- **Directions**:
Set out each line of the material below as a numbered list, omitting any blank lines.

- **Task material**:
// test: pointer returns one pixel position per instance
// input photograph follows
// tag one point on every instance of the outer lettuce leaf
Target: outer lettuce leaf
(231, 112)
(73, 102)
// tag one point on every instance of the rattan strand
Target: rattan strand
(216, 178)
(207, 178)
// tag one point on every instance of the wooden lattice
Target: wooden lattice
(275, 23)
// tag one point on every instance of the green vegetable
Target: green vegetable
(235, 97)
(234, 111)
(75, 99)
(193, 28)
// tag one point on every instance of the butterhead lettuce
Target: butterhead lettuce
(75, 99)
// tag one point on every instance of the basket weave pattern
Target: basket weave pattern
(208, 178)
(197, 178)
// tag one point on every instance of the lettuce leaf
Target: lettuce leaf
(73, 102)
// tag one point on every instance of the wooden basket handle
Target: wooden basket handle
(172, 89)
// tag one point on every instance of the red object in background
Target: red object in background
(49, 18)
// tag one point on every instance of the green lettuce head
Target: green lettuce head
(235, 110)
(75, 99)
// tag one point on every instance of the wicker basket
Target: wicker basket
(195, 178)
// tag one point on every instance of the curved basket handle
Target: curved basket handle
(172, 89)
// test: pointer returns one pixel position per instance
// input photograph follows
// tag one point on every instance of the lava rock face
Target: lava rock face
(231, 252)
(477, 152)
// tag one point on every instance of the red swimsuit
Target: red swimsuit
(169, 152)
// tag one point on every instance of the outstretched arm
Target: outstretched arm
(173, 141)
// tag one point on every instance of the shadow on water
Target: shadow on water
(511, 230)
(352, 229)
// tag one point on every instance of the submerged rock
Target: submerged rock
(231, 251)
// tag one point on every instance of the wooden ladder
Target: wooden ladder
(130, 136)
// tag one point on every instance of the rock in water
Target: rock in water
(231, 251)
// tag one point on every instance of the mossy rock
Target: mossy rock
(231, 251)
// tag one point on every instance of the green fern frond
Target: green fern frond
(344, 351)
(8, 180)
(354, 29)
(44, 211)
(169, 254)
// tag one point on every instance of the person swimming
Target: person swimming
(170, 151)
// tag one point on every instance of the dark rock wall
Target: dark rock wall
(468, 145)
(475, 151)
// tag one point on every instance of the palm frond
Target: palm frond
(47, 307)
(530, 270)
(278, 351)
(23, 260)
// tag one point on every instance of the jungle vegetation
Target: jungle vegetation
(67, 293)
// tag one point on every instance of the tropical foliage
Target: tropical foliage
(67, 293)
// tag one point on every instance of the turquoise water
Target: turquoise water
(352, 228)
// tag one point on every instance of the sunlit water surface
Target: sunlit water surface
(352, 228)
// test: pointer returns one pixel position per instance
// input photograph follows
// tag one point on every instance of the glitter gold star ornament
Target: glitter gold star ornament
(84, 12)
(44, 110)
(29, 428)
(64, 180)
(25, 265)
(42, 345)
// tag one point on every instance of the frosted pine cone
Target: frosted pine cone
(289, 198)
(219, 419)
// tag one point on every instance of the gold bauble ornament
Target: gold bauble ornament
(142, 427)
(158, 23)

- **Correct response**:
1. // test: pointer returns one pixel position per instance
2. // input photograph follows
3. // tag one point on every instance of the outer lettuce leaf
4. Target: outer lettuce leaf
5. (231, 112)
6. (73, 102)
7. // tag one point on every instance of the rattan strand
8. Target: rattan strand
9. (216, 178)
10. (207, 178)
11. // tag one point on every instance of the wooden lattice
12. Target: wooden lattice
13. (275, 23)
14. // tag one point on every instance of the green vegetable
15. Target: green vegetable
16. (235, 97)
17. (234, 111)
18. (75, 99)
19. (193, 28)
20. // tag one point on every instance of the butterhead lettuce
21. Target: butterhead lettuce
22. (75, 99)
23. // tag one point on every instance of the basket weave pattern
24. Target: basket weave pattern
25. (208, 178)
26. (197, 178)
27. // tag one point on every instance of the lettuce leaf
28. Target: lettuce leaf
29. (73, 102)
30. // tag one point on every instance of the wooden basket handle
31. Target: wooden basket handle
32. (172, 89)
33. // tag one point on every instance of the red object in background
34. Target: red object in background
35. (49, 18)
36. // tag one point on every instance of the green lettuce head
37. Target: green lettuce head
38. (235, 110)
39. (75, 99)
40. // tag one point on every instance of the wicker basket
41. Target: wicker basket
42. (195, 178)
43. // tag one point on every instance of the curved basket handle
44. Target: curved basket handle
45. (172, 89)
46. // test: pointer returns one pixel position per instance
47. // input photograph follows
48. // tag one point on every instance of the lava rock face
49. Target: lava rock face
50. (231, 252)
51. (477, 152)
52. // tag one point on every instance of the red swimsuit
53. Target: red swimsuit
54. (169, 152)
55. // tag one point on every instance of the outstretched arm
56. Target: outstretched arm
57. (173, 141)
58. // tag one point on every instance of the shadow on water
59. Target: shadow on water
60. (511, 230)
61. (352, 229)
62. // tag one point on every instance of the submerged rock
63. Target: submerged rock
64. (231, 251)
65. // tag one point on every instance of the wooden ladder
66. Target: wooden ladder
67. (130, 136)
68. // tag one point on every instance of the rock in water
69. Target: rock in water
70. (231, 251)
71. // tag one point on every instance of the mossy rock
72. Target: mossy rock
73. (231, 251)
74. // tag one point on every instance of the green fern frond
75. Target: green fern frond
76. (344, 351)
77. (8, 180)
78. (354, 29)
79. (44, 211)
80. (169, 254)
81. // tag one point on every instance of the person swimming
82. Target: person swimming
83. (170, 151)
84. // tag one point on every instance of the dark rock wall
85. Target: dark rock wall
86. (468, 145)
87. (475, 151)
88. // tag one point on every instance of the palm frond
89. Target: palm frond
90. (47, 307)
91. (530, 270)
92. (278, 351)
93. (23, 260)
94. // tag one point on every instance of the jungle vegetation
95. Target: jungle vegetation
96. (67, 293)
97. // tag one point on every instance of the tropical foliage
98. Target: tropical foliage
99. (67, 293)
100. // tag one point on every instance of the turquoise water
101. Target: turquoise water
102. (352, 228)
103. // tag one point on every instance of the sunlit water surface
104. Target: sunlit water surface
105. (352, 228)
106. // test: pointer returns one pixel position per instance
107. // input photograph follows
108. // tag one point on every instance of the glitter gold star ornament
109. Target: glitter gold star ornament
110. (84, 12)
111. (44, 110)
112. (29, 428)
113. (64, 180)
114. (25, 265)
115. (42, 345)
116. // tag one point on every instance of the frosted pine cone
117. Target: frosted pine cone
118. (289, 198)
119. (219, 419)
120. // tag one point on every instance of the gold bauble ornament
121. Target: gold bauble ornament
122. (142, 427)
123. (158, 23)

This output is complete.